Stored data entries

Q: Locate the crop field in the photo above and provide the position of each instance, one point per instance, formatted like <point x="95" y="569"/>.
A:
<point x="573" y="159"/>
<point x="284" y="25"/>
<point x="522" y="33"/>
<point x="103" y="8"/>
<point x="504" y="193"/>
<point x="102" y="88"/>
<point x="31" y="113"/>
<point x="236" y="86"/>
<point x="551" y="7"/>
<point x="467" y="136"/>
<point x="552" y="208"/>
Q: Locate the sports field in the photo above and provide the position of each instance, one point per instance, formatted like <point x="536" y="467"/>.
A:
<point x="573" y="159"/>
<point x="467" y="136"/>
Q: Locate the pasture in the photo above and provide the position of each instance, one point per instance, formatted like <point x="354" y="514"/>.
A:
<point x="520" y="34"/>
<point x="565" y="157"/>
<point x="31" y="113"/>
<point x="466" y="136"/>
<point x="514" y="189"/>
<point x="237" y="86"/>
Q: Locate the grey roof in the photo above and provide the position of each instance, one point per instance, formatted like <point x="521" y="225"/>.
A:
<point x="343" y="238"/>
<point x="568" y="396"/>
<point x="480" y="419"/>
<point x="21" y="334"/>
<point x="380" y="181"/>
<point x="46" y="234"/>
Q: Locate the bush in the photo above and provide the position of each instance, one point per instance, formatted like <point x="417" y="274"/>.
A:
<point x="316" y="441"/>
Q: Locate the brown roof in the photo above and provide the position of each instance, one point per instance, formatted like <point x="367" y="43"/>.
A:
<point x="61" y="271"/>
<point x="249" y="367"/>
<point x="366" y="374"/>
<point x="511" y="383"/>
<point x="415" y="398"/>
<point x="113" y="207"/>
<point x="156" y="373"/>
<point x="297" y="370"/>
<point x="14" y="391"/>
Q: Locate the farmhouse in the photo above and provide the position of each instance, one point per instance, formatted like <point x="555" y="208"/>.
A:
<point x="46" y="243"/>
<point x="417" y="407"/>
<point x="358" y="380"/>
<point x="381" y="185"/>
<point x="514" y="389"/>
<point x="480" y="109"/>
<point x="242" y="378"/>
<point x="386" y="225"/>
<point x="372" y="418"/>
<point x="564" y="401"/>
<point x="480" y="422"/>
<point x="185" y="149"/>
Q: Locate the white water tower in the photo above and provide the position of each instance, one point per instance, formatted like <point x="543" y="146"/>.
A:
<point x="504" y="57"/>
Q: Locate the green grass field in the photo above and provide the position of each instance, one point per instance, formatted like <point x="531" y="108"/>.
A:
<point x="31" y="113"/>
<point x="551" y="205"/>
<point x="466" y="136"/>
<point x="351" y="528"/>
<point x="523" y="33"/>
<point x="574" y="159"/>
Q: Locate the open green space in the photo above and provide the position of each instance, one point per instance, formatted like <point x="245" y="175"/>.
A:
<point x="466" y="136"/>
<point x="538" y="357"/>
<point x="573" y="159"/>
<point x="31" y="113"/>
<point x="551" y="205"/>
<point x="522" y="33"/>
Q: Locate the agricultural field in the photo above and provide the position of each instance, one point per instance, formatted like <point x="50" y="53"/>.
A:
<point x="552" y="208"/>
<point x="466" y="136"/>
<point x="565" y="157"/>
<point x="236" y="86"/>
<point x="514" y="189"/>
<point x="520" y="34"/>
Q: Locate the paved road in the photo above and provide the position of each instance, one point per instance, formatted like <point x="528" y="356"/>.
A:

YOUR INSTRUCTIONS
Every line in the records has to be written out again exactly.

OUTPUT OF THE EXERCISE
Q: Locate the crop field in the photo above and provide the position of each instance, one point per instance, formatted like <point x="95" y="569"/>.
A:
<point x="573" y="159"/>
<point x="284" y="25"/>
<point x="522" y="33"/>
<point x="103" y="8"/>
<point x="504" y="193"/>
<point x="102" y="88"/>
<point x="31" y="113"/>
<point x="236" y="86"/>
<point x="551" y="7"/>
<point x="467" y="136"/>
<point x="552" y="208"/>
Q: Locate the sports field in the photo above and provide the position of each instance, one point per instance, formatted like <point x="536" y="467"/>.
A:
<point x="573" y="159"/>
<point x="467" y="136"/>
Q: Locate the pasture in the photo above and provide the position of each instance, one point per instance, formatted like <point x="354" y="514"/>.
A:
<point x="520" y="34"/>
<point x="565" y="157"/>
<point x="31" y="113"/>
<point x="466" y="136"/>
<point x="514" y="189"/>
<point x="237" y="86"/>
Q: Locate the grey roof in the photo above and provide the position of each instance, one point per instance, formatted like <point x="521" y="225"/>.
A:
<point x="343" y="238"/>
<point x="568" y="396"/>
<point x="480" y="419"/>
<point x="21" y="334"/>
<point x="380" y="181"/>
<point x="46" y="234"/>
Q: Locate the bush in the photo above and provide the position of each instance, one point per instance, formatted like <point x="417" y="274"/>.
A:
<point x="316" y="441"/>
Q: Locate the brown roof in the photo above and provide the position of each instance, one point per instance, formatted like <point x="367" y="43"/>.
A:
<point x="61" y="271"/>
<point x="249" y="367"/>
<point x="366" y="374"/>
<point x="511" y="383"/>
<point x="415" y="398"/>
<point x="113" y="207"/>
<point x="156" y="373"/>
<point x="297" y="370"/>
<point x="14" y="391"/>
Q: Locate the farmhouse in the photo above and provide the position of each instance, one point per instance, formatted like <point x="555" y="208"/>.
A:
<point x="46" y="243"/>
<point x="417" y="407"/>
<point x="358" y="380"/>
<point x="381" y="185"/>
<point x="514" y="389"/>
<point x="480" y="109"/>
<point x="242" y="378"/>
<point x="386" y="225"/>
<point x="372" y="418"/>
<point x="564" y="401"/>
<point x="480" y="422"/>
<point x="185" y="149"/>
Q: Locate the white water tower in the photo above and provide the position of each instance, one point per instance, formatted like <point x="543" y="146"/>.
A:
<point x="504" y="57"/>
Q: Locate the green grass field in the photo above and provide the position of each instance, one point per instance, formatted like <point x="531" y="108"/>.
A:
<point x="31" y="113"/>
<point x="551" y="205"/>
<point x="466" y="136"/>
<point x="351" y="528"/>
<point x="523" y="33"/>
<point x="574" y="159"/>
Q: Locate the open green space in the photo above and provide the position of each instance, one point per instance, formatted like <point x="245" y="175"/>.
A:
<point x="466" y="136"/>
<point x="538" y="357"/>
<point x="573" y="159"/>
<point x="31" y="113"/>
<point x="551" y="205"/>
<point x="522" y="33"/>
Q: Locate the agricultural field in the photo above and provide the position of each instance, one point per instance, formatted like <point x="50" y="53"/>.
A:
<point x="552" y="208"/>
<point x="466" y="136"/>
<point x="565" y="157"/>
<point x="236" y="86"/>
<point x="514" y="189"/>
<point x="520" y="34"/>
Q: Locate the paved road in the photo above and provide the position of each instance, one point per instance, formatted like <point x="528" y="356"/>.
A:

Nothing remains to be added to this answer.